● **PROBLEMS TO SOLVE**:
1: Repeat everything in the text on SQLite unallocated space from "# get unallocated" down to "freeblock, sep = ',')".
2: Using the text on SQLite unallocated space, decide whether each statement agrees with it. Answer yes or no for each, and quote the exact words of the text that decide it.
(a) The offset of each unallocated block is printed to stdout.
(b) The code reconstructs the deleted records.
(c) Searching against the whole database would be a valuable approach.
3: In one to three sentences, explain why the text on SQLite unallocated space says grepping the whole database would not be valuable.

● **READING TEXT**:
[START]

Python 3: Finding table b-tree leaf page unallocated space
for offset in pageList:
    page = data[offset: offset + pageSize]

    pageHeader = unpack('>bhhhb', page[:8])
    pageByte, fbOffset, cellQty, cellOffset, freebytes = pageHeader

    # get unallocated
    start = 8 + cellQty * 2
    end = cellOffset-start
    unalloc = page[start:end]
    print(offset, unalloc, sep=',')

    # get freeblocks, if any
    if fbOffset > 0:
        while fbOffset != 0:
            start, size = unpack('>hh', page[fbOffset: fbOffset + 4])
            freeblock = page[fbOffset: fbOffset + size]
            print(offset, freeblock, sep = ',')
            fbOffset = start

With the lines from the two code boxes, we have coaxed the unallocated data from the "some.db" SQLite database. We have printed the offset of each unallocated block and the contents (in python bytes format) to stdout. With just a little manipulation, we can turn this into a script a reuseable program, and the content can be grepped for strings. At bare minimum, we now have a way to determine if there is deleted content in the database related to our investigation, e.g., we could grep the output of the Android mmssms.db for a phone number to see if there are deleted records. Searching against the whole database would not be valuable because we cannot separate the allocated from the unallocated content!

Now, this obviously does not reconstruct the records for us, but recovering the unallocated data is a good start. In future posts I will describe how to reconstruct allocated records with an eye towards reconstructing unallocated records.

[END]

● **MATERIAL SUPPLIED**:

[START]

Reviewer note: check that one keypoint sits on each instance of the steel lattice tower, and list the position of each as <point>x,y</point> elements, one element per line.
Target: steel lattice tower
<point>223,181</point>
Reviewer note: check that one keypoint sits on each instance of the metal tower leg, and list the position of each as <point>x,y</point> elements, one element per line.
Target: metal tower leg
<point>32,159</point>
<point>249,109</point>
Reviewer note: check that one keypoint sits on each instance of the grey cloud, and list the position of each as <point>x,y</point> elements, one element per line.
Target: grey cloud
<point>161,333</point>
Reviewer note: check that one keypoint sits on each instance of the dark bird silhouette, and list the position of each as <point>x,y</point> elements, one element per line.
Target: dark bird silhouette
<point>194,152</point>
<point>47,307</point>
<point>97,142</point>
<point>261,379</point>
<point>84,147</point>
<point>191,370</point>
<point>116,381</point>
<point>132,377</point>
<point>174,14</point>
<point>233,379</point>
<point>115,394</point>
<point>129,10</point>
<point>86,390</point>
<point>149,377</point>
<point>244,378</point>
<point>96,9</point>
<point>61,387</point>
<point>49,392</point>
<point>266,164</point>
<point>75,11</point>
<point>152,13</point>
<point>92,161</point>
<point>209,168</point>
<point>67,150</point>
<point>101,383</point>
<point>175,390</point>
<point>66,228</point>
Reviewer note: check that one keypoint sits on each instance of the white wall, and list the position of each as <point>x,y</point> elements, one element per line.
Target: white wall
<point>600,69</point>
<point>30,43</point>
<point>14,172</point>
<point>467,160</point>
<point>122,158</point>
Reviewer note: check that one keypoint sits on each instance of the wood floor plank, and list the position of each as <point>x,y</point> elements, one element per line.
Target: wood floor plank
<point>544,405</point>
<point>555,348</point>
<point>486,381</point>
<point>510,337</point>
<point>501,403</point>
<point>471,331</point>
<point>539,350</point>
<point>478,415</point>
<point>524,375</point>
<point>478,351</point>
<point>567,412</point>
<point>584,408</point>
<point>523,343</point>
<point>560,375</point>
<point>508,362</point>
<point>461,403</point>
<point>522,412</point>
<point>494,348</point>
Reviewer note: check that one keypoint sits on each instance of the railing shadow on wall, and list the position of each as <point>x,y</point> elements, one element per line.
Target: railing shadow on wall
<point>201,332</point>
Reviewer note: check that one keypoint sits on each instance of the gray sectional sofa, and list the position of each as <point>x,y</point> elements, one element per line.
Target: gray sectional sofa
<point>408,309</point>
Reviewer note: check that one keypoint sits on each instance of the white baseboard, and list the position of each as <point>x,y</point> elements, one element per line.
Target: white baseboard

[END]

● **OUTPUTS BY TASK**:
1:
# get unallocated
    start = 8 + cellQty * 2
    end = cellOffset-start
    unalloc = page[start:end]
    print(offset, unalloc, sep=',')

    # get freeblocks, if any
    if fbOffset > 0:
        while fbOffset != 0:
            start, size = unpack('>hh', page[fbOffset: fbOffset + 4])
            freeblock = page[fbOffset: fbOffset + size]
            print(offset, freeblock, sep = ',')

2:
(a) Yes: "We have printed the offset of each unallocated block and the contents (in python bytes format) to stdout."
(b) No: "Now, this obviously does not reconstruct the records for us"
(c) No: "Searching against the whole database would not be valuable because we cannot separate the allocated from the unallocated content!"

3: Searching the whole database would not separate the allocated content from the unallocated content. Grepping only the extracted unallocated data shows whether the database holds deleted content related to the investigation.